- Records for this task -
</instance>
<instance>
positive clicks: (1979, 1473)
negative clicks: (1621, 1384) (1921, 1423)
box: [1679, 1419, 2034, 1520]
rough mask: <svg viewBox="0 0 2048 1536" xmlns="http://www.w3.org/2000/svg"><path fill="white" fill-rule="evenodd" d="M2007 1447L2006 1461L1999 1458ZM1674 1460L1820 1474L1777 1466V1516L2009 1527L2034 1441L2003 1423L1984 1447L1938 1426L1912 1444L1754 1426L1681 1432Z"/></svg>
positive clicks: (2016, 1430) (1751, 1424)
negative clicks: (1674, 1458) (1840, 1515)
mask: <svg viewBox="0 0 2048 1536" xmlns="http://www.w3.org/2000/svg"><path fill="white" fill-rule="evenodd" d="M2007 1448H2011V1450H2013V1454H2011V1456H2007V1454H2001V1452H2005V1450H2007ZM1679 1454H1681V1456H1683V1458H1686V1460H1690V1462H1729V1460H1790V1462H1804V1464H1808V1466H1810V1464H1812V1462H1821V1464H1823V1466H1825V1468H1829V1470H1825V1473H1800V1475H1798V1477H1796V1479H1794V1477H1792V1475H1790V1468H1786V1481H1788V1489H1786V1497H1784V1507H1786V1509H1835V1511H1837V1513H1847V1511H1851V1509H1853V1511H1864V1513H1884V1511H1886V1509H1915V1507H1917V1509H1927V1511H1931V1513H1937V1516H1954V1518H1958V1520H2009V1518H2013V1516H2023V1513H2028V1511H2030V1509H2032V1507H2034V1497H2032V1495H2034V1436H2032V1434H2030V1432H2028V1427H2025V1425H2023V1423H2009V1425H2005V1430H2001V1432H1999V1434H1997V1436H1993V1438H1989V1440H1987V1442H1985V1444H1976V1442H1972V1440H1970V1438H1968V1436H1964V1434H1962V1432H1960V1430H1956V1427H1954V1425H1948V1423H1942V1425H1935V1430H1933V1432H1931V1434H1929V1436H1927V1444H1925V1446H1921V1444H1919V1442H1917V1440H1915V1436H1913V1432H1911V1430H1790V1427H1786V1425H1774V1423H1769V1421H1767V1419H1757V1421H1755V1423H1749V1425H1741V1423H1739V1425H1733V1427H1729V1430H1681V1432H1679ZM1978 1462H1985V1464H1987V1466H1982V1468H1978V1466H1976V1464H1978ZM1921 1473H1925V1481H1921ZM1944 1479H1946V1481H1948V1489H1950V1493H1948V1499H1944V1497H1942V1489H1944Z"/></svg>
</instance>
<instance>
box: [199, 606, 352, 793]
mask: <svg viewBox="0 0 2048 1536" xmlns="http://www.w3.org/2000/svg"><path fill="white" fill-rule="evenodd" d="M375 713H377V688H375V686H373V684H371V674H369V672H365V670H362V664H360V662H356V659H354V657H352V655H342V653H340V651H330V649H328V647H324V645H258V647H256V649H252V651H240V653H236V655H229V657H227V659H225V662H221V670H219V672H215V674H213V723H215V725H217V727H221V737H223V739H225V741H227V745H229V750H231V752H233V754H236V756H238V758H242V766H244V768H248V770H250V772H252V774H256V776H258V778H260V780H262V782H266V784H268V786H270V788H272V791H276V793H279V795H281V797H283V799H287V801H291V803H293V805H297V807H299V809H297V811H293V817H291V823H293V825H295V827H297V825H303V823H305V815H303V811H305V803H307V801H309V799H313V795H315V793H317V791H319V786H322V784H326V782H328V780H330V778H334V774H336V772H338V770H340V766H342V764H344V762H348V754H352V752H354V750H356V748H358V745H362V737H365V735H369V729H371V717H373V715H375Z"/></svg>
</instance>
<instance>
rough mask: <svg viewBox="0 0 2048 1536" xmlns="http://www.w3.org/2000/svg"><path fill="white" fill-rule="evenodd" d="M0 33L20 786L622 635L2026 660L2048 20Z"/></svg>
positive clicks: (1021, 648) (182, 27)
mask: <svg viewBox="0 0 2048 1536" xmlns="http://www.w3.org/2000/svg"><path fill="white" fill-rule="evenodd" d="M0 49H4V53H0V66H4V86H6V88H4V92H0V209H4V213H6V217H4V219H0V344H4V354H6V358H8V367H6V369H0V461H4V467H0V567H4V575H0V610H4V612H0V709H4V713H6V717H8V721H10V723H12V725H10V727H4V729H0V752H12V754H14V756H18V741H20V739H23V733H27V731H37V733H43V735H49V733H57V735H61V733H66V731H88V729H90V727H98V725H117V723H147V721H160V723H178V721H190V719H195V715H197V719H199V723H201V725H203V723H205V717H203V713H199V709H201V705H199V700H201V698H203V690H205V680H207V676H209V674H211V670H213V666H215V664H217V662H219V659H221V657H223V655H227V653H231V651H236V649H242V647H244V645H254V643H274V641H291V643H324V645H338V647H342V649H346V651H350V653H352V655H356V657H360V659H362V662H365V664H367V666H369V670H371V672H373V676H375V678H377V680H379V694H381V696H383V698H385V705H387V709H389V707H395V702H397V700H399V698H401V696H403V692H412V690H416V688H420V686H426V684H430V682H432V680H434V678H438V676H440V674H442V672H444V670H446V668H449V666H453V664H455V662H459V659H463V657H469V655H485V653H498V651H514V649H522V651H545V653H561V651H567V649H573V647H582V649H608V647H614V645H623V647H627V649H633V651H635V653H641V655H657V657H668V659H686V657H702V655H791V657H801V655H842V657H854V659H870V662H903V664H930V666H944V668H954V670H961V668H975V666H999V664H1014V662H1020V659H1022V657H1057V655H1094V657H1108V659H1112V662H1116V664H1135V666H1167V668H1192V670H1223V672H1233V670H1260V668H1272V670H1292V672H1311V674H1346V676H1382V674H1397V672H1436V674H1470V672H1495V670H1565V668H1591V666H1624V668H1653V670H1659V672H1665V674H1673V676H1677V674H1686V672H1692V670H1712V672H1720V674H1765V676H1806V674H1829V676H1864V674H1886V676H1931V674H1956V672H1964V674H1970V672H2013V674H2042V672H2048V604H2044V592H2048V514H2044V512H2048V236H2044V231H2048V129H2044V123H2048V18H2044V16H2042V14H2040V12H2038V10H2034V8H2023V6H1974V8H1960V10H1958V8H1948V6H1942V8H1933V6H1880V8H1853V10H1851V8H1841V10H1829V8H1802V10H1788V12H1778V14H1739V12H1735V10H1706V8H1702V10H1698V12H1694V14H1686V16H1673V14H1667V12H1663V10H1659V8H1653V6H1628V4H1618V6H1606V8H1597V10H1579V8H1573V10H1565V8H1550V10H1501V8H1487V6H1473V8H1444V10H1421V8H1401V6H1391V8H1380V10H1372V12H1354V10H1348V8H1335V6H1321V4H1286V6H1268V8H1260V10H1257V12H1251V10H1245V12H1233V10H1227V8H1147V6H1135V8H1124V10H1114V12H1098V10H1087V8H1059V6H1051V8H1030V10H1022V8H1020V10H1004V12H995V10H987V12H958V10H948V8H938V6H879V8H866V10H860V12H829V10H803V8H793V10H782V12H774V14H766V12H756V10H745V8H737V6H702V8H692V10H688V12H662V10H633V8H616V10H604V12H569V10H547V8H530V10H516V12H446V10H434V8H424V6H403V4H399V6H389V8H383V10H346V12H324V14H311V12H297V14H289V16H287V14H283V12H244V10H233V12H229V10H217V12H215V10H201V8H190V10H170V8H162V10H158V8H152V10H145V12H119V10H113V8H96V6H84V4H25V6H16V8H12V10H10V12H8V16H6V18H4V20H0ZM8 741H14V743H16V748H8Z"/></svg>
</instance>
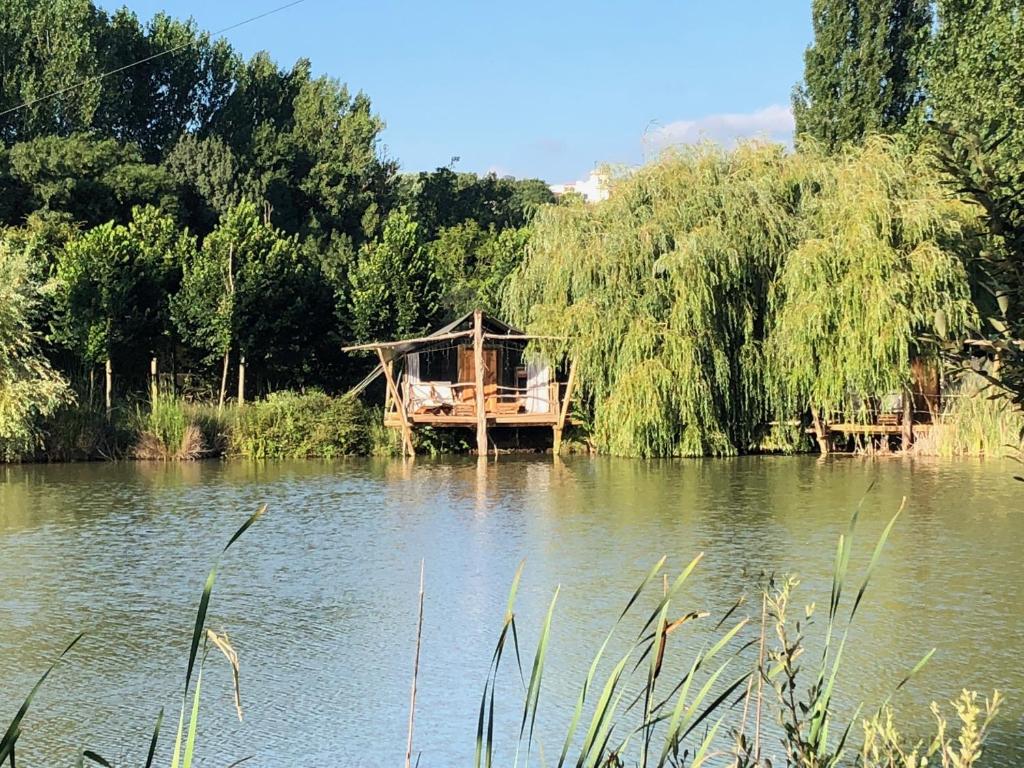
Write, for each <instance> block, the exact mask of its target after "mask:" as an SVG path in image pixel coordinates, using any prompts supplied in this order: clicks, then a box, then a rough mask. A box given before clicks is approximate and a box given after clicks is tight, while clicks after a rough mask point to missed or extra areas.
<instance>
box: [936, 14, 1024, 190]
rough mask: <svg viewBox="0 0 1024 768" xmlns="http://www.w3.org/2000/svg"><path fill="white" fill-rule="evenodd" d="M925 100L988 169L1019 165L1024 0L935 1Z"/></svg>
mask: <svg viewBox="0 0 1024 768" xmlns="http://www.w3.org/2000/svg"><path fill="white" fill-rule="evenodd" d="M929 106H930V110H931V116H932V120H933V121H934V122H935V123H936V124H938V125H939V126H940V127H942V128H944V129H946V130H951V131H953V132H955V133H957V134H962V135H963V136H964V137H965V138H966V139H968V140H973V141H974V143H975V144H976V147H977V150H978V151H982V150H984V151H985V157H984V158H981V157H980V156H979V157H978V159H979V160H983V161H984V162H985V164H986V165H987V166H988V168H989V169H990V171H991V172H992V173H994V174H996V175H1001V176H1002V177H1004V178H1006V179H1007V180H1008V181H1009V180H1010V179H1011V178H1012V177H1014V176H1016V175H1018V174H1020V173H1021V172H1022V171H1024V129H1022V127H1021V126H1024V1H1022V0H974V1H972V0H939V2H938V27H937V32H936V36H935V44H934V50H933V55H932V59H931V63H930V76H929Z"/></svg>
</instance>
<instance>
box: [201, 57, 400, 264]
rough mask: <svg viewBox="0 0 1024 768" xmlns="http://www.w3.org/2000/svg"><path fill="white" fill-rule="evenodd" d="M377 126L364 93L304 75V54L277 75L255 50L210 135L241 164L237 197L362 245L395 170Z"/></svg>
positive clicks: (384, 194)
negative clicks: (238, 195) (212, 135)
mask: <svg viewBox="0 0 1024 768" xmlns="http://www.w3.org/2000/svg"><path fill="white" fill-rule="evenodd" d="M383 128H384V124H383V121H381V120H380V118H378V117H377V116H375V115H374V114H373V112H372V106H371V103H370V99H369V98H368V97H367V96H366V95H364V94H361V93H360V94H356V95H354V96H353V95H351V94H350V93H349V91H348V89H347V88H346V87H345V86H344V85H342V84H340V83H338V82H337V81H335V80H332V79H330V78H316V79H314V78H312V77H311V75H310V65H309V61H307V60H305V59H300V60H299V61H297V62H296V65H295V66H294V67H293V68H292V69H291V70H290V71H287V72H286V71H282V70H279V68H278V66H276V65H275V63H273V61H272V60H271V59H270V58H269V56H268V55H267V54H265V53H258V54H256V55H255V56H254V57H253V58H252V59H250V60H249V61H248V62H247V63H246V65H245V66H244V67H243V68H242V69H241V70H240V73H239V77H238V83H237V87H236V90H234V91H233V92H232V94H231V96H230V97H229V98H228V99H227V101H226V102H225V104H224V106H223V109H222V110H220V111H219V112H218V114H217V115H216V117H215V118H214V119H213V120H212V121H211V126H210V132H211V133H212V134H214V135H217V136H220V137H221V138H222V139H223V140H224V141H225V142H226V143H227V145H228V146H229V147H231V151H232V152H233V153H234V154H236V157H237V158H238V159H239V164H240V166H241V167H242V168H244V169H246V170H245V179H244V181H243V189H244V190H245V194H246V195H247V196H249V197H251V198H253V199H258V200H264V201H266V202H267V204H268V205H269V206H270V210H271V216H272V220H273V222H274V224H275V225H276V226H280V227H281V228H282V229H284V230H285V231H288V232H291V233H301V234H303V236H312V237H317V238H329V237H331V236H333V234H335V233H343V234H345V236H346V237H348V238H349V239H351V240H352V242H353V243H355V244H361V243H364V242H366V240H367V239H368V238H371V237H373V236H374V234H375V233H376V232H377V230H378V228H379V219H380V209H381V208H382V205H381V204H382V202H384V201H386V199H387V197H388V195H389V190H390V185H391V181H392V177H393V175H394V172H395V164H394V163H393V162H391V161H388V160H386V159H383V158H382V157H381V156H380V153H379V147H378V144H379V138H380V132H381V131H382V130H383ZM383 207H386V205H385V206H383Z"/></svg>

- Exercise instructions -
Among the entries above, find the line with "box: [1679, 1419, 2034, 1520]" and the line with "positive clicks: (2016, 1430) (1751, 1424)"; give again exactly these two lines and all lines between them.

- Exercise response -
box: [1679, 1419, 2034, 1520]
rough mask: <svg viewBox="0 0 2048 1536" xmlns="http://www.w3.org/2000/svg"><path fill="white" fill-rule="evenodd" d="M2007 1447L2006 1461L1999 1458ZM1674 1460L1820 1474L1777 1466V1516L2009 1527L2034 1441L2003 1423L1984 1447L1938 1426L1912 1444L1754 1426L1681 1432Z"/></svg>
positive clicks: (2016, 1430) (1751, 1424)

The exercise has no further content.